[Data listing — start]

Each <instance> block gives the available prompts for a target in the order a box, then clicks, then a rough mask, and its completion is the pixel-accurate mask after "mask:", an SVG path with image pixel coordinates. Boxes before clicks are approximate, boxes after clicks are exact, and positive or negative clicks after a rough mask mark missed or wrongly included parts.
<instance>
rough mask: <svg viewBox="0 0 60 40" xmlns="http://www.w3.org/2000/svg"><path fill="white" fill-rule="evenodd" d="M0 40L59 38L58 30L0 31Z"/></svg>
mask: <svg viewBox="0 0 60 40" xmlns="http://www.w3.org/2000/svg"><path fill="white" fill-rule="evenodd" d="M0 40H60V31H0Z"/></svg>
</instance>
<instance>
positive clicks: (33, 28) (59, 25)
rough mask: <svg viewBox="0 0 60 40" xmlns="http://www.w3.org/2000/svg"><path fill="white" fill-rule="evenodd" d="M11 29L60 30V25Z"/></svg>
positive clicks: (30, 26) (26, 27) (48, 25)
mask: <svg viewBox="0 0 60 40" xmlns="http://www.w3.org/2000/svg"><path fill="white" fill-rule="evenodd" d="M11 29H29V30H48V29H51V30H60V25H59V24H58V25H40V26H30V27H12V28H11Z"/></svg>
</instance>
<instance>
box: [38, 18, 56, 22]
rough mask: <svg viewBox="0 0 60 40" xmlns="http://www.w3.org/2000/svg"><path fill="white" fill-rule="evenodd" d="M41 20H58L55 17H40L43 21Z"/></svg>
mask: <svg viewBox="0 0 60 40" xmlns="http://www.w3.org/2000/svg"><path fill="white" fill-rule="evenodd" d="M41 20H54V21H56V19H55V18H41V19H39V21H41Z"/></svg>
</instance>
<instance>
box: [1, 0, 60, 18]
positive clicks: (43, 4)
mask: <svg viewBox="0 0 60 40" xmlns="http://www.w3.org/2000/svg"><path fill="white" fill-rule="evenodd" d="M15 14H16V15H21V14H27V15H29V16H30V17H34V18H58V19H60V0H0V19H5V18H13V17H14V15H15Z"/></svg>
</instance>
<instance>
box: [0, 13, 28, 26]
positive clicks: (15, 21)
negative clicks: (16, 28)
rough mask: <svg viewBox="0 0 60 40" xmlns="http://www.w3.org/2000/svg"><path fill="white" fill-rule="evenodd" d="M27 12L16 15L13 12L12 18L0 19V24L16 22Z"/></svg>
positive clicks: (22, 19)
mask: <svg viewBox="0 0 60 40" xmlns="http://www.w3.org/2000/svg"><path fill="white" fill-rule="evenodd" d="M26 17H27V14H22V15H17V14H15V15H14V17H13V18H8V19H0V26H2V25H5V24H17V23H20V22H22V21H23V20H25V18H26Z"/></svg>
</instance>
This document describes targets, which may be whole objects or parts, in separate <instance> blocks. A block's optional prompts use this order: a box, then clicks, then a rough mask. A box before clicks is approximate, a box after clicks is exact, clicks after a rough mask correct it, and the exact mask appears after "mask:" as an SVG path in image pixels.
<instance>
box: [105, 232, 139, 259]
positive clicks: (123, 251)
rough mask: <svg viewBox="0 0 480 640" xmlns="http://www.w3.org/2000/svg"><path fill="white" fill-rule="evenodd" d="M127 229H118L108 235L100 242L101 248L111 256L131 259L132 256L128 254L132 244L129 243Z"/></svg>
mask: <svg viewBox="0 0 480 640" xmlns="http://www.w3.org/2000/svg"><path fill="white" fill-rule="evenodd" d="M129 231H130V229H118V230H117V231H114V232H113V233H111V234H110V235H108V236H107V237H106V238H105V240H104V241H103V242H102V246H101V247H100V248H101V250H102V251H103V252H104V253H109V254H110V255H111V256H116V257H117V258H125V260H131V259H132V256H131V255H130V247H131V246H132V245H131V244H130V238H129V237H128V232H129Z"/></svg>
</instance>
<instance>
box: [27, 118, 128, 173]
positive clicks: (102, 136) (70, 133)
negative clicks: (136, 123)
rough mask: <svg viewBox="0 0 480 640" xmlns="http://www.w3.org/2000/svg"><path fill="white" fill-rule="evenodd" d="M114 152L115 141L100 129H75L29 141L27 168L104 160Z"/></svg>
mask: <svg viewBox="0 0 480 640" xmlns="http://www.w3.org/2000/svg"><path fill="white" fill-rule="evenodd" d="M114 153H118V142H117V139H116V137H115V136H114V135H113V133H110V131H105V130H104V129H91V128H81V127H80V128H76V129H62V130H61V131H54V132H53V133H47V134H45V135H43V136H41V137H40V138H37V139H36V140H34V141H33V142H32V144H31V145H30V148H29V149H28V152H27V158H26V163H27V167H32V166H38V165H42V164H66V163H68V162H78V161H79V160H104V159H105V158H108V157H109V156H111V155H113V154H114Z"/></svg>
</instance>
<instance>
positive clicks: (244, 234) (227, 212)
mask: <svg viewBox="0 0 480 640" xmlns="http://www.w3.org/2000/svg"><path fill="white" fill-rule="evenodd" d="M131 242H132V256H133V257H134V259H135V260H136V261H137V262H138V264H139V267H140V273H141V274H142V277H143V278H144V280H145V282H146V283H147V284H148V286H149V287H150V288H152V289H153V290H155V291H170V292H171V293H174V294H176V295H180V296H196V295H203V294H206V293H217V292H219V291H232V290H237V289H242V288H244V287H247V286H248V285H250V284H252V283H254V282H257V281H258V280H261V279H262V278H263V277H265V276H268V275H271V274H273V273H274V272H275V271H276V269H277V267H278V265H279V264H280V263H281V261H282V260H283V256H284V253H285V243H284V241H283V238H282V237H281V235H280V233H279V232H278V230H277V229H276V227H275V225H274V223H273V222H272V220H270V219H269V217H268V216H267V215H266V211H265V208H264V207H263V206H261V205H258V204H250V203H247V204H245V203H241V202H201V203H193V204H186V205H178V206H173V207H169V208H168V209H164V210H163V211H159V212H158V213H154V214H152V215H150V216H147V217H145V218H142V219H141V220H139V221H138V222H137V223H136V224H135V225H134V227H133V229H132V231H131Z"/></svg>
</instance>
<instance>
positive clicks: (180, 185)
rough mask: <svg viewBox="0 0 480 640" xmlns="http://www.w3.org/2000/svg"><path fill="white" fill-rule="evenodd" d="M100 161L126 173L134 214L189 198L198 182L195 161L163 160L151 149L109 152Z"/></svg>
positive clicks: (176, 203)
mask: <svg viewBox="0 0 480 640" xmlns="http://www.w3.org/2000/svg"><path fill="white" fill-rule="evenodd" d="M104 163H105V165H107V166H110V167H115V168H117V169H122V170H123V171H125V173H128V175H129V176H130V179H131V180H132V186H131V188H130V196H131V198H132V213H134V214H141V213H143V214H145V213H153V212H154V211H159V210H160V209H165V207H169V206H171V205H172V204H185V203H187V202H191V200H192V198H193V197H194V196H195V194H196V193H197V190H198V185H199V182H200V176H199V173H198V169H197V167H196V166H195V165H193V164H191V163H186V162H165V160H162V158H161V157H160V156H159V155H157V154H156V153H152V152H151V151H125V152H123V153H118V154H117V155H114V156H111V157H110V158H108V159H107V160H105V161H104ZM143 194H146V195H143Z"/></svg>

[Data listing — finish]
[Data listing — start]

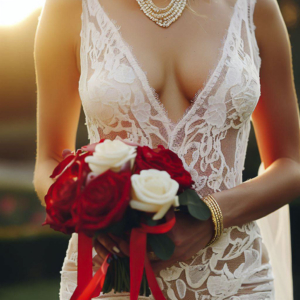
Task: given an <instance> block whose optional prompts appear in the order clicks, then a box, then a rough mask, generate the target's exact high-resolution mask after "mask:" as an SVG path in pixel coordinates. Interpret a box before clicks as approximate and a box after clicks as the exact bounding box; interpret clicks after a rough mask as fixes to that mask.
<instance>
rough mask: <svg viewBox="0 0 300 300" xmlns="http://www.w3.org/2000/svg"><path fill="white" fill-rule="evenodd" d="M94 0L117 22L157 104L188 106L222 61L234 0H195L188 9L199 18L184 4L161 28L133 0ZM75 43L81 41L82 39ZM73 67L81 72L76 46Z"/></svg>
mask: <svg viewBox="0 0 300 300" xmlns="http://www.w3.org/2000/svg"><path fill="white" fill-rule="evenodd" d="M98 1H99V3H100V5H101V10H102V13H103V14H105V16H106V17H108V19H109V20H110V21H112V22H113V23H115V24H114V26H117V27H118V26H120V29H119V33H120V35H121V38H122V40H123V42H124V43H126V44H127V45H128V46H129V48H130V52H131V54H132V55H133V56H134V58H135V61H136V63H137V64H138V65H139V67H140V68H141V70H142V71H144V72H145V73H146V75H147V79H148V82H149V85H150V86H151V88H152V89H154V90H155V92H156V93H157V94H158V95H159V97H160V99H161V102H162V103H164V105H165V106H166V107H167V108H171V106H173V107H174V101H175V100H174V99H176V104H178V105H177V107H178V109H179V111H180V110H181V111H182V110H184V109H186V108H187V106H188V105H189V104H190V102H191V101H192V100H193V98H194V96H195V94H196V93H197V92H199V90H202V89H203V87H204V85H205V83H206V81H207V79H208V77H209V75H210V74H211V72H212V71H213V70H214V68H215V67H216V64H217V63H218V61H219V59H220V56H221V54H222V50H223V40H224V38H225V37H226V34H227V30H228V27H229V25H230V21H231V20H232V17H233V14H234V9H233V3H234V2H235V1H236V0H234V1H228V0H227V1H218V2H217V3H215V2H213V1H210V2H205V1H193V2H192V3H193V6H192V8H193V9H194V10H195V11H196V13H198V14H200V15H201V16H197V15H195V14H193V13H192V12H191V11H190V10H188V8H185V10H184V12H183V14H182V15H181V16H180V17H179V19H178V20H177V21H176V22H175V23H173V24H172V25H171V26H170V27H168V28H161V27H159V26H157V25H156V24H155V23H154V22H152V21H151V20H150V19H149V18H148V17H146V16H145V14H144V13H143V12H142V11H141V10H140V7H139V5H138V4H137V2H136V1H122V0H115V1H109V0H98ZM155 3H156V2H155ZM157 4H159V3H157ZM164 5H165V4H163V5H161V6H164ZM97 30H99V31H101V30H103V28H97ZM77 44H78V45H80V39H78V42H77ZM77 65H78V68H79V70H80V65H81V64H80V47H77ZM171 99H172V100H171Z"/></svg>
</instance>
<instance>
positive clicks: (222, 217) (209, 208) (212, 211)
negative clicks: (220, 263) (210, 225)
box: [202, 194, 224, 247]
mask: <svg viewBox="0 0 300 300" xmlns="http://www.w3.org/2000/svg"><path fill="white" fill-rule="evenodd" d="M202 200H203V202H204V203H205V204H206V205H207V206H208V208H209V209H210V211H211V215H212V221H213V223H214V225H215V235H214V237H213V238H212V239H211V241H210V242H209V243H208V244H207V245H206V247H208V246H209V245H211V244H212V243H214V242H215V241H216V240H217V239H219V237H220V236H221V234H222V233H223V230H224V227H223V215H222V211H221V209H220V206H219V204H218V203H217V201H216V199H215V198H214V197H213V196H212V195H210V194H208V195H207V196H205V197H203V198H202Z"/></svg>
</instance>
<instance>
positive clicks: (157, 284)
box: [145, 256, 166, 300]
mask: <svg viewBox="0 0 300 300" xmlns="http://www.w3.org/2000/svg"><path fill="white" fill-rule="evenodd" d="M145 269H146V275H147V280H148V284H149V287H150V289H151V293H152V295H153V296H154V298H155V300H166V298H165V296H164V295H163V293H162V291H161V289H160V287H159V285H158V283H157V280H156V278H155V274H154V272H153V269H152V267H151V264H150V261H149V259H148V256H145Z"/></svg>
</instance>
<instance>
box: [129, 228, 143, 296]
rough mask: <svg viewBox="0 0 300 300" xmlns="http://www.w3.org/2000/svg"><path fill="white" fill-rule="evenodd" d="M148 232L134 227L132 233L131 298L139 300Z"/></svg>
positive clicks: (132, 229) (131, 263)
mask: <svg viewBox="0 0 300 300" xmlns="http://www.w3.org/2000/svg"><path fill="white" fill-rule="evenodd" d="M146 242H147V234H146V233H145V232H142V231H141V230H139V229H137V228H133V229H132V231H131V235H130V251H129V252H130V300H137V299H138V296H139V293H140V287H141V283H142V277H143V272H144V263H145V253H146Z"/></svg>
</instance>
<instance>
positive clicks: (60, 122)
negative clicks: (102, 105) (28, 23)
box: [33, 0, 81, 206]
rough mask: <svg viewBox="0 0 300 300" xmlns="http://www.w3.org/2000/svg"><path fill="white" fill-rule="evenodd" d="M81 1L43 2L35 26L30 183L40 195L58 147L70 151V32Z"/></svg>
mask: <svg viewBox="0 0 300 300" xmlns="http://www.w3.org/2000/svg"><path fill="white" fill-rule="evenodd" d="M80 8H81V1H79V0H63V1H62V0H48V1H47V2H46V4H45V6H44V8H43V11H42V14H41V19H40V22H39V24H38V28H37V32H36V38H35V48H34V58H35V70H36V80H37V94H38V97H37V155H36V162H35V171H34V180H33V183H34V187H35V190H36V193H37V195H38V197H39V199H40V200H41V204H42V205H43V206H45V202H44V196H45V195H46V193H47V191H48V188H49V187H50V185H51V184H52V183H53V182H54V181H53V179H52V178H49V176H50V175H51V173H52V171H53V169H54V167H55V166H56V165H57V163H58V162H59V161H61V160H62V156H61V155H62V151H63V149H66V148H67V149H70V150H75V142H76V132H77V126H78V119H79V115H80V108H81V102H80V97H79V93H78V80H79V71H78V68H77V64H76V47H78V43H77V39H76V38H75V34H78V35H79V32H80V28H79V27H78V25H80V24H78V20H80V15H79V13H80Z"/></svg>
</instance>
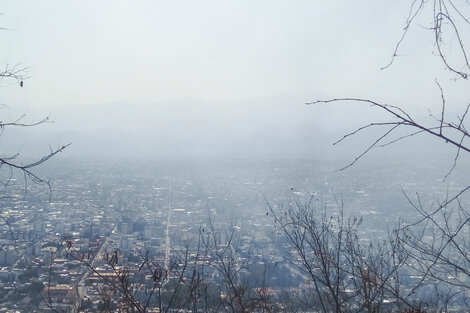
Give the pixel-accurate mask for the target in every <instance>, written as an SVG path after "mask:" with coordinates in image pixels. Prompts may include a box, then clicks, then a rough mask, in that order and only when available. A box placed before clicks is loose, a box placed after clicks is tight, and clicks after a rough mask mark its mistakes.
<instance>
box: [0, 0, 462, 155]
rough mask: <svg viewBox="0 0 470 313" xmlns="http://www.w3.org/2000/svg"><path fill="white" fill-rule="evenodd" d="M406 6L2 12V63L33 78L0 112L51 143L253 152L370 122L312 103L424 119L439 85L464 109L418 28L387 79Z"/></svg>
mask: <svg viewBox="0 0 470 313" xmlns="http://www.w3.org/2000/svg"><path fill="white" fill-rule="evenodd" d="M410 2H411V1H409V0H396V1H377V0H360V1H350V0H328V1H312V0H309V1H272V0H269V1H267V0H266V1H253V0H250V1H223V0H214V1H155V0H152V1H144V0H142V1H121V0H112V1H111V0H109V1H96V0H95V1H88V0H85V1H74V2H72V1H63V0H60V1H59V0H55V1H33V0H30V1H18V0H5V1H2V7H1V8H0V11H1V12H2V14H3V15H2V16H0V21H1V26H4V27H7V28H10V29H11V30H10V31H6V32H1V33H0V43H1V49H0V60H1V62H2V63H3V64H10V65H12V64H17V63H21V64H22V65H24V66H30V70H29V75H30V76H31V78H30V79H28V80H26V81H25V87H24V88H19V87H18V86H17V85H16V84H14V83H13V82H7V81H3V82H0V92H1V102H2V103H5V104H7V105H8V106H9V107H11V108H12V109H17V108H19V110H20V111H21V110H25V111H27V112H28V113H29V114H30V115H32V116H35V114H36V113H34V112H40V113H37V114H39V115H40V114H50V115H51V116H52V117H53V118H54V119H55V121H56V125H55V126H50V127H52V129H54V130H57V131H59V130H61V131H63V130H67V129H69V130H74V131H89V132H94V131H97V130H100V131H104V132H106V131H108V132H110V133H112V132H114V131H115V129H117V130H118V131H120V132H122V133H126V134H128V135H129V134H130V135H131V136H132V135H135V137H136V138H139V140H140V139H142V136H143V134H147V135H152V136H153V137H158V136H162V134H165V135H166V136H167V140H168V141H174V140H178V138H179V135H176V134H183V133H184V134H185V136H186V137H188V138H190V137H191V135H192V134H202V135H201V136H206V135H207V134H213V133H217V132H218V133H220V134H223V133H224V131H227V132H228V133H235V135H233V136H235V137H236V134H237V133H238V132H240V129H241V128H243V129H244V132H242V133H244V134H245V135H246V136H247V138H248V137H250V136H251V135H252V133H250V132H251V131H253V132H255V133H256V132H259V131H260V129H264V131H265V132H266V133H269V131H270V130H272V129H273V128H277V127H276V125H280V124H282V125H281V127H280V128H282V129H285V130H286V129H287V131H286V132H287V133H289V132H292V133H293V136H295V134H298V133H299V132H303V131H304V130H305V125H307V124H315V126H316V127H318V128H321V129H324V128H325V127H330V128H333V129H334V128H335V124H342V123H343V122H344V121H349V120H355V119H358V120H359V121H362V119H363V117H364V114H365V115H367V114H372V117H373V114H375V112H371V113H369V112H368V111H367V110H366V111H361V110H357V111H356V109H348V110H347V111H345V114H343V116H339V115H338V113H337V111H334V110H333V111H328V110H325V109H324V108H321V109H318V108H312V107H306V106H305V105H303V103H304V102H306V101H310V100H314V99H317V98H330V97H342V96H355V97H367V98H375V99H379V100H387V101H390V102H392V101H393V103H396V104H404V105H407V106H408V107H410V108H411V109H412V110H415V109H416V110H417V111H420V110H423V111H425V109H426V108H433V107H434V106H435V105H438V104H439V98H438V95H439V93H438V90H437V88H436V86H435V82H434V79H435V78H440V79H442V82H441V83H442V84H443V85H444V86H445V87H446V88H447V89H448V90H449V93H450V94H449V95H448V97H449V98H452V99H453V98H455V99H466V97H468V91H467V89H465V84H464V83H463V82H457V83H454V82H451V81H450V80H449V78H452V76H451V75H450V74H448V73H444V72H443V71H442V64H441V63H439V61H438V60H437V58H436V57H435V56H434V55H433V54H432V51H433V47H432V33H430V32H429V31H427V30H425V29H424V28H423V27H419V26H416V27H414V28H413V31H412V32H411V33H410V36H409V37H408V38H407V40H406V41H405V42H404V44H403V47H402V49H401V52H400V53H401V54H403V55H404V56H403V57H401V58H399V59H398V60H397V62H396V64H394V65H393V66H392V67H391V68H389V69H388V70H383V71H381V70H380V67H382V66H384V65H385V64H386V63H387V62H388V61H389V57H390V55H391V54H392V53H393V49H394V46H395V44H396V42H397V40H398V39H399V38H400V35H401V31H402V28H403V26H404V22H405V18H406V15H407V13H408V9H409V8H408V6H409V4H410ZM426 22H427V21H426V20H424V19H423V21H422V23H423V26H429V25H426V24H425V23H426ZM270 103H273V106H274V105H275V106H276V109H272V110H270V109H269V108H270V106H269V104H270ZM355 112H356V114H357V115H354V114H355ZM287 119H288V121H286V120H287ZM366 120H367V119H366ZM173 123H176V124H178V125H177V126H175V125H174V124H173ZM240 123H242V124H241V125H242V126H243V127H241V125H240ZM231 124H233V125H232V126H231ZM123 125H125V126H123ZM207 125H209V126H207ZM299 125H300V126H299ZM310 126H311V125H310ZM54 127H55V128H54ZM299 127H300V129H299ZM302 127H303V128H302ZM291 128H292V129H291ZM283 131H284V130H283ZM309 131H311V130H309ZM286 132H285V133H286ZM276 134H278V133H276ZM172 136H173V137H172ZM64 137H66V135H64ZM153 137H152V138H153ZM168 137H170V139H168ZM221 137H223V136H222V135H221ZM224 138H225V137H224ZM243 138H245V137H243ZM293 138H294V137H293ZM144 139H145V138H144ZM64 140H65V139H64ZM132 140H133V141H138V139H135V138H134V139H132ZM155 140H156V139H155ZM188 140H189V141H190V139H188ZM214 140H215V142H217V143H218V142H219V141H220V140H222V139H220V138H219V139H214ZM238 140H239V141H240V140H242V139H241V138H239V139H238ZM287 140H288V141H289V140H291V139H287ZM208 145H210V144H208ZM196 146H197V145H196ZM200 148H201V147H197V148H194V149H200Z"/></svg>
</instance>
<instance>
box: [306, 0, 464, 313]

[Data listing — finish]

> [Exercise]:
Locate each line in the material above that contains the string "available" and copy those lines out. Uppercase and lowercase count as different.

> [Exercise answer]:
Each <instance> block gives the available prompts for a target in the order a box, then clicks, then a rough mask, and its completion is the pixel-accurate mask after "mask:", an SVG path with image pixel coordinates. Boxes before clicks are approximate, boxes after clicks are exact, and positive or negative clicks after a rough mask mark missed or wrongly included parts.
Give the pixel-accurate mask for the target in every <instance>, written as an SVG path after "mask:" with coordinates in image pixels. Prompts may include a box, then clicks, then a rough mask, in that order and only when available. A box placed before clicks is loose, a box placed after clicks is tight, and clicks after a rough mask mark its mistakes.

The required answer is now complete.